网页摘录:

在 Spark 中的 AWS EMR 集群上处理 Google Storage 中的数据答案

【问题标题】：Process Data in Google Storage on an AWS EMR Cluster in Spark在 Spark 中的 AWS EMR 集群上处理 Google Storage 中的数据
【发布时间】：2021-01-16 08:09:08
【问题描述】：

如何在 Spark 中的 AWS EMR 集群上处理存储在 Google Storage 中的数据？

假设我有一些数据存储在gs://my-buckey/my-parquet-data，如何从我的 EMR 集群中读取它，而无需事先将数据复制到 s3 或下载到本地存储？

【问题讨论】：

标签： apache-spark hadoop amazon-s3 google-cloud-storage amazon-emr

【解决方案1】：

首先获取 Google HMAC credentials 访问您要处理的 GS 存储桶/对象

然后使用具有以下 hadoop 配置值的 S3A 文件系统（已与 AWS hadoop 发行版捆绑）：

val conf = spark.sparkContext.hadoopConfiguration
conf.set("fs.s3a.access.key", "<hmac key>")
conf.set("fs.s3a.secret.key", "<hmac secret>")

存储数据:

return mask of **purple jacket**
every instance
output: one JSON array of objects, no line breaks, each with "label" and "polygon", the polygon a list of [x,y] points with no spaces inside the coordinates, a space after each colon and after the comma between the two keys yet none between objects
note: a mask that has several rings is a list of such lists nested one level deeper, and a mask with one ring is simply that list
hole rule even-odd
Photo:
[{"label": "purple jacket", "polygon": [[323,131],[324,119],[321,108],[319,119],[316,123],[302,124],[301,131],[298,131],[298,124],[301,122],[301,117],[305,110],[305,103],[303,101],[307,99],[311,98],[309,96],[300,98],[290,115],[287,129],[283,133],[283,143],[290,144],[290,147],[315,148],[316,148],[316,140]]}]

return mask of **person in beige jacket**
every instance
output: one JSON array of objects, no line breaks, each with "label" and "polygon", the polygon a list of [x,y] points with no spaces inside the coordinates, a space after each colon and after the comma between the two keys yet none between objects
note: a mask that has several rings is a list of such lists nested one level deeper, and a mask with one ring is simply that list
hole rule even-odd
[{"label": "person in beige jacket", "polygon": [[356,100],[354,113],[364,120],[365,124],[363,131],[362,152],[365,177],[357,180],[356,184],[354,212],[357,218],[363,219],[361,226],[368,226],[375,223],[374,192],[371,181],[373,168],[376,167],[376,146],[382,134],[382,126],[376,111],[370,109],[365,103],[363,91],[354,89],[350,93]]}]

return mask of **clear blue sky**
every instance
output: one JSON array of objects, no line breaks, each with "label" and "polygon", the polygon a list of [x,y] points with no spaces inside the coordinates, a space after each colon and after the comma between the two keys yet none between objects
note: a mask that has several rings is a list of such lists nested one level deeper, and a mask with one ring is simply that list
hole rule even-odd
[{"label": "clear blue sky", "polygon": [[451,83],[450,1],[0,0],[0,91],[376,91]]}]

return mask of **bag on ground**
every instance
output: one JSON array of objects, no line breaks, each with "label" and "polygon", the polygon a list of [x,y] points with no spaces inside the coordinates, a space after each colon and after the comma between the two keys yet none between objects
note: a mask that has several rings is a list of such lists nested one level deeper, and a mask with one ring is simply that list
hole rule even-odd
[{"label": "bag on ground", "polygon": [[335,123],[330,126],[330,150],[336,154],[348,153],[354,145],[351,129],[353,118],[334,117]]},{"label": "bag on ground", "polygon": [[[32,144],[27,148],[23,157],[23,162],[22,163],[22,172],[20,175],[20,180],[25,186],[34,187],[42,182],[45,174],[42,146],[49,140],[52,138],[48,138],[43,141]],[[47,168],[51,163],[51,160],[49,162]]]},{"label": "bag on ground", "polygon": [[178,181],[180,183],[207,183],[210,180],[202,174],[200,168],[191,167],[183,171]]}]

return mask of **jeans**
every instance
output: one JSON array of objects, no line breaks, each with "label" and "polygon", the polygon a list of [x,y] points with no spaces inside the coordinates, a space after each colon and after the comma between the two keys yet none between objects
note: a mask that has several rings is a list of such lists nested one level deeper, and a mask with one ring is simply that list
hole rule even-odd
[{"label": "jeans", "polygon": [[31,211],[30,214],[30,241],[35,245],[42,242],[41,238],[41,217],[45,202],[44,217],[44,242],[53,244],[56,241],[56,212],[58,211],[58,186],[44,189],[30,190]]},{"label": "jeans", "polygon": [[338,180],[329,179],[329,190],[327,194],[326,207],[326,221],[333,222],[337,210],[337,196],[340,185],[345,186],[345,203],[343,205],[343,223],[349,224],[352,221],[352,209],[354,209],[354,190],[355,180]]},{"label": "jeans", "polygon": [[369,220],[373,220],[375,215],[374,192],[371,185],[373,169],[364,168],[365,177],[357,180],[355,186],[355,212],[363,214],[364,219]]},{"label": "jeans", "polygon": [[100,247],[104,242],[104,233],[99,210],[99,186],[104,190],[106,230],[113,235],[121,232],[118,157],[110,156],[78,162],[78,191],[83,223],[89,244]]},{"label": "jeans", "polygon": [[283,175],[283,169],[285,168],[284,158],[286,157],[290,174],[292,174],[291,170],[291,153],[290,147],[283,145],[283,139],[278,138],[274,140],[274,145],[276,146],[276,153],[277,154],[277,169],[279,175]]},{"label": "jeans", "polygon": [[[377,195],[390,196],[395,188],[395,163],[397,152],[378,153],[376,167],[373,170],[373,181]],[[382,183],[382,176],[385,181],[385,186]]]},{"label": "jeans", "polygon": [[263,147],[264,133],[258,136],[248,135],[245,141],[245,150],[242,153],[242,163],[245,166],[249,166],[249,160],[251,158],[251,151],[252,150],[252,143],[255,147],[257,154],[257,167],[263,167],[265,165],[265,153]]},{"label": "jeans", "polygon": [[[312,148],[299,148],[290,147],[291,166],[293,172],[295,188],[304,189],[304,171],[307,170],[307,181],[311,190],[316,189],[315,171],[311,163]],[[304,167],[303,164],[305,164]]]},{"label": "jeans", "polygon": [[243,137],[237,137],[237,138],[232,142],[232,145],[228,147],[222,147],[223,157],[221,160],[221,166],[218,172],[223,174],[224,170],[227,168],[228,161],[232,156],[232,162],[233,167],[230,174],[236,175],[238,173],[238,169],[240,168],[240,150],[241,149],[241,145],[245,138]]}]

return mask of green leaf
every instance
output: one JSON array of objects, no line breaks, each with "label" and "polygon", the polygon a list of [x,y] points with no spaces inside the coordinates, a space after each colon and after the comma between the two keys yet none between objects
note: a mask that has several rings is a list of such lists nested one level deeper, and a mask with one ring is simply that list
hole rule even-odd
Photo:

练习题目 1: 在记录中，从含有"return mask of green leaf"的那一行起到记录末尾（首尾两行都算在内），重写这些行，把其中每一处"polygon"改成"contour"，其余内容保持原样。
练习题目 2: 请接着关于在 AWS EMR 集群上读取 Google Storage 数据的网页摘录的末尾往下续写。
这些记录与网页摘录毫无关联。

书面解答 1:
return mask of green leaf
every instance
output: one JSON array of objects, no line breaks, each with "label" and "contour", the contour a list of [x,y] points with no spaces inside the coordinates, a space after each colon and after the comma between the two keys yet none between objects
note: a mask that has several rings is a list of such lists nested one level deeper, and a mask with one ring is simply that list
hole rule even-odd
Photo:

书面解答 2:
conf.setBoolean("fs.s3a.path.style.access", true)
conf.set("fs.s3a.endpoint", "storage.googleapis.com")
conf.setInt("fs.s3a.list.version", 1)

然后就可以通过s3a路径访问google storage了，如下：

spark.read.parquet("s3a://<google storage bucket name>/<path>)

【讨论】：

从来不知道你能做到这一点。好的。我只是建议“将 GCS JAR 放入集群并改用 gs:// 链接”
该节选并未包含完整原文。